__INFORMATION SUPPLIED__
☆ ☆ ☆

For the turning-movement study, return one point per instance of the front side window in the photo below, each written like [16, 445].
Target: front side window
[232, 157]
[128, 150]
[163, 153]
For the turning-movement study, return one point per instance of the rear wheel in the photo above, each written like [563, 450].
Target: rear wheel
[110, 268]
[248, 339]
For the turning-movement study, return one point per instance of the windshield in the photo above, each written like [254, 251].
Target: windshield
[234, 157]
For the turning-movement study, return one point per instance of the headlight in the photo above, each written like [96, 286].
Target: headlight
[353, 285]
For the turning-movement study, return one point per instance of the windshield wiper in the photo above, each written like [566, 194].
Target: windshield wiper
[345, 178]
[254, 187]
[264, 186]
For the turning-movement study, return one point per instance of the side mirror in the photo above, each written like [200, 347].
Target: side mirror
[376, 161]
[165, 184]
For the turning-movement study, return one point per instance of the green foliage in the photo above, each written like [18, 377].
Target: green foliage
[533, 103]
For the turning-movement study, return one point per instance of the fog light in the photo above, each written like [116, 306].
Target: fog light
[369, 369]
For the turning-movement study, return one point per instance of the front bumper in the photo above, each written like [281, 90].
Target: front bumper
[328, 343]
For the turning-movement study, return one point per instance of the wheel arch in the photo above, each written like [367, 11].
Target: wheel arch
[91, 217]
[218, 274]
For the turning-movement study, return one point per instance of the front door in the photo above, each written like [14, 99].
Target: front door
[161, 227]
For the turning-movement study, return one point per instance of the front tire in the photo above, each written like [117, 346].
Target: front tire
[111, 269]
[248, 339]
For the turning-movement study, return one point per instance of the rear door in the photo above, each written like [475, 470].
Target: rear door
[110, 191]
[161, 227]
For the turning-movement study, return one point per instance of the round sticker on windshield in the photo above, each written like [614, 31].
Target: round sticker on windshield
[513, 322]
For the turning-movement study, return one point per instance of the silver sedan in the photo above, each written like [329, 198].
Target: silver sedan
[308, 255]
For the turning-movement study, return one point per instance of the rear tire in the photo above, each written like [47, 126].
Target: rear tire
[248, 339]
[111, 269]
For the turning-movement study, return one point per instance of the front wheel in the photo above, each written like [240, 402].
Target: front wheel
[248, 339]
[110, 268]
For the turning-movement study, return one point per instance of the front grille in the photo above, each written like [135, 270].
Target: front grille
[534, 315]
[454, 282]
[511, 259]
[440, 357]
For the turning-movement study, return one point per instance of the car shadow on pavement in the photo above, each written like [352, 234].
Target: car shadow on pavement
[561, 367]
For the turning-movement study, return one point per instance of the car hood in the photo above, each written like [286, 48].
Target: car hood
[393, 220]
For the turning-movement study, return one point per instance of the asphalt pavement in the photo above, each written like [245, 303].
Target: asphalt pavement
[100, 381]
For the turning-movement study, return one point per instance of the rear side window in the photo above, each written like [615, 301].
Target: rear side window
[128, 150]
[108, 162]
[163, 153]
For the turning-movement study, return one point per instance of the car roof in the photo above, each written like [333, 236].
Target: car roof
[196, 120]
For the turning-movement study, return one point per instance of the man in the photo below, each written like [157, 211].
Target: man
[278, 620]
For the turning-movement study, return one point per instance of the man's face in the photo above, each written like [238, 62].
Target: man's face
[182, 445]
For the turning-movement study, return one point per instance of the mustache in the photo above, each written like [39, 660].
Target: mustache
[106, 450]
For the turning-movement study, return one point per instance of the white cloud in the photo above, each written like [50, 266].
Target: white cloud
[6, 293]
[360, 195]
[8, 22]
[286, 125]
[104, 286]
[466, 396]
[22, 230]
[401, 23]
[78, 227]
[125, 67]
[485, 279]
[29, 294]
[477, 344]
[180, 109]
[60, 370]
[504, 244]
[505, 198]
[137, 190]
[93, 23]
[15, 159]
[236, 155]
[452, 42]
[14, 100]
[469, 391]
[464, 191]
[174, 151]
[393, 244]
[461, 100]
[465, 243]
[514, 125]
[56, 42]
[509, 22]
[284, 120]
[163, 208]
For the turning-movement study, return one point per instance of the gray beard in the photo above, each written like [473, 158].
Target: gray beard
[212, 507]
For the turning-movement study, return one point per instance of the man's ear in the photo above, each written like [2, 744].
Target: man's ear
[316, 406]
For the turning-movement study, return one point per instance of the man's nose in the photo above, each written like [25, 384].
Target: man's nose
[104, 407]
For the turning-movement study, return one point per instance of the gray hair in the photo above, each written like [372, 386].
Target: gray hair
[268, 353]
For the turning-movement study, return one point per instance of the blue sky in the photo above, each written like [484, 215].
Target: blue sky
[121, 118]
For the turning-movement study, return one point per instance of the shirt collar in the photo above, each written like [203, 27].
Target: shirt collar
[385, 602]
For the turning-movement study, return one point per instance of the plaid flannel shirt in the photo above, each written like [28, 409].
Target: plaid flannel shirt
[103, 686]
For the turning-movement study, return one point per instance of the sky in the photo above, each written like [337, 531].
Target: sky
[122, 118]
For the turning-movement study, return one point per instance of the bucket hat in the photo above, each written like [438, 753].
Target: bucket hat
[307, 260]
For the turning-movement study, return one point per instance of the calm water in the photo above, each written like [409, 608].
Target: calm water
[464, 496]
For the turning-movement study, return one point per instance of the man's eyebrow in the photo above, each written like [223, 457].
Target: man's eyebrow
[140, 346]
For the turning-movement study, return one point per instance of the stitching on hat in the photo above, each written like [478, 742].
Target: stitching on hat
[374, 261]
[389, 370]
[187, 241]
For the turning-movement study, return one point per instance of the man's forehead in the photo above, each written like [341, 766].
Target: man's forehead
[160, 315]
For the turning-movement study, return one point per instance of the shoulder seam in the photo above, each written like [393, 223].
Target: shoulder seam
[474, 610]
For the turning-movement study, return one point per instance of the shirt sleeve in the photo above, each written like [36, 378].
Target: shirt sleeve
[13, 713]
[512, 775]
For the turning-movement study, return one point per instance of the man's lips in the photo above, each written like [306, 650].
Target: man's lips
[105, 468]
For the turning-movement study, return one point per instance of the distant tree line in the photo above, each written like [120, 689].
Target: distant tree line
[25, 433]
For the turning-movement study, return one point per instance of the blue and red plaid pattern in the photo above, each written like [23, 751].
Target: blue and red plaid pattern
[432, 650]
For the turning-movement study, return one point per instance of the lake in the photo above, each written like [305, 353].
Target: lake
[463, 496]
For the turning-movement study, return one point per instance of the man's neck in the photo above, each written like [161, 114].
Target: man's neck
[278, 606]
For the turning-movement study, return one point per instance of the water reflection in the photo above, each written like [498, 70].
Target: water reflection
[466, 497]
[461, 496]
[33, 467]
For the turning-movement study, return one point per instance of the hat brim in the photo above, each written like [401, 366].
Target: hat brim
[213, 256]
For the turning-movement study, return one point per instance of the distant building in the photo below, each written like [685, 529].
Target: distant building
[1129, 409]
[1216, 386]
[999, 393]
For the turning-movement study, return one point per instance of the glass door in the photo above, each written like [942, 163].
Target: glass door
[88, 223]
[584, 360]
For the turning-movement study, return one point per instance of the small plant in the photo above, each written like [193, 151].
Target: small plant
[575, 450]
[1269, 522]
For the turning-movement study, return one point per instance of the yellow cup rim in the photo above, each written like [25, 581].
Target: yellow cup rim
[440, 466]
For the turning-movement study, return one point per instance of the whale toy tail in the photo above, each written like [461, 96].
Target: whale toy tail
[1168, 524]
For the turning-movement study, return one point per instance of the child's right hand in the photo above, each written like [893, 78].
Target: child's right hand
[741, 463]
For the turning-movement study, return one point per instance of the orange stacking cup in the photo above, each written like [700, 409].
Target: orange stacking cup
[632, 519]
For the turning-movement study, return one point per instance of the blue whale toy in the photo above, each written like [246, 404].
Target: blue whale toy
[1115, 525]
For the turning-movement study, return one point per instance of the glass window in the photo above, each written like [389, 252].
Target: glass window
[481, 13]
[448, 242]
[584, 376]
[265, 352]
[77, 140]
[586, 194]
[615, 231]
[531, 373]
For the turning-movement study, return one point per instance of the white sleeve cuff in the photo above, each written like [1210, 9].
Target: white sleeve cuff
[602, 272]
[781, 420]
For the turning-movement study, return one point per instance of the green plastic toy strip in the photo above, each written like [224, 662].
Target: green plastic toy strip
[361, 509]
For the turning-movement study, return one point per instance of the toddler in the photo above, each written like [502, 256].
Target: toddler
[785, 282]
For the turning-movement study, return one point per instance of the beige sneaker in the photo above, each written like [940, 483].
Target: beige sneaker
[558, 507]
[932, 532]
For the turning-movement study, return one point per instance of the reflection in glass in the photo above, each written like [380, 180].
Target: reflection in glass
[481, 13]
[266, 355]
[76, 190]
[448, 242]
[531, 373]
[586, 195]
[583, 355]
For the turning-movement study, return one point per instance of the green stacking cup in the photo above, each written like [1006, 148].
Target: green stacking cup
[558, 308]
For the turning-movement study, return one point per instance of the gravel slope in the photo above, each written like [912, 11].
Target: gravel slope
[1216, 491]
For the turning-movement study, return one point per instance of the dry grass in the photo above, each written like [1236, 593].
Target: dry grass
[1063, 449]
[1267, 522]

☆ ☆ ☆

__WORK TO COMPLETE__
Make an exact copy of every line from the one with "like [700, 409]." to the end of the data, with the first and last of those lines included.

__RESULT__
For the turning-movement study, return one point per instance of the orange stacking cup in the photo above, each written like [700, 409].
Target: orange stacking cup
[632, 519]
For the turning-movement study, return one point per instance of the blue whale toy in the photo above, each written like [246, 404].
Target: blue whale toy
[1115, 525]
For the turning-movement study, return one point per instance of the glass window in the photo above, each written like [389, 252].
Target: glass window
[481, 13]
[448, 242]
[584, 376]
[265, 352]
[77, 140]
[586, 194]
[615, 231]
[531, 373]
For the turning-movement study, return one point per instance of the white sleeve cuff in the photo above, each written like [1210, 9].
Target: white sleeve cuff
[602, 272]
[781, 420]
For the turning-movement study, return one point per instance of the green plastic toy strip in the photo above, each written like [224, 662].
Target: green plastic toy strip
[361, 509]
For the turning-movement study, return one point per instance of the toddler in the photo above, each written like [502, 256].
Target: toddler
[785, 282]
For the turning-movement study, return one point per instance of the beige sneaker in the photo above, each written like [940, 483].
Target: beige sneaker
[558, 507]
[932, 532]
For the turning-movement study, return one point per instance of the reflection in glass in the photo above, each written like [380, 180].
Target: reflection in glass
[481, 13]
[266, 355]
[76, 190]
[448, 242]
[531, 373]
[586, 195]
[583, 355]
For the turning-movement study, return one point per instance of the green stacking cup in the photo above, each written like [1006, 148].
Target: green stacking cup
[558, 308]
For the turning-movement study, return one point per instance of the gravel slope in the photo above, each written like [912, 11].
Target: gravel slope
[1216, 491]
For the turning-movement study, return one point per instance of the dry grass in the photo above, each written like [1236, 593].
Target: dry grass
[1063, 449]
[1267, 522]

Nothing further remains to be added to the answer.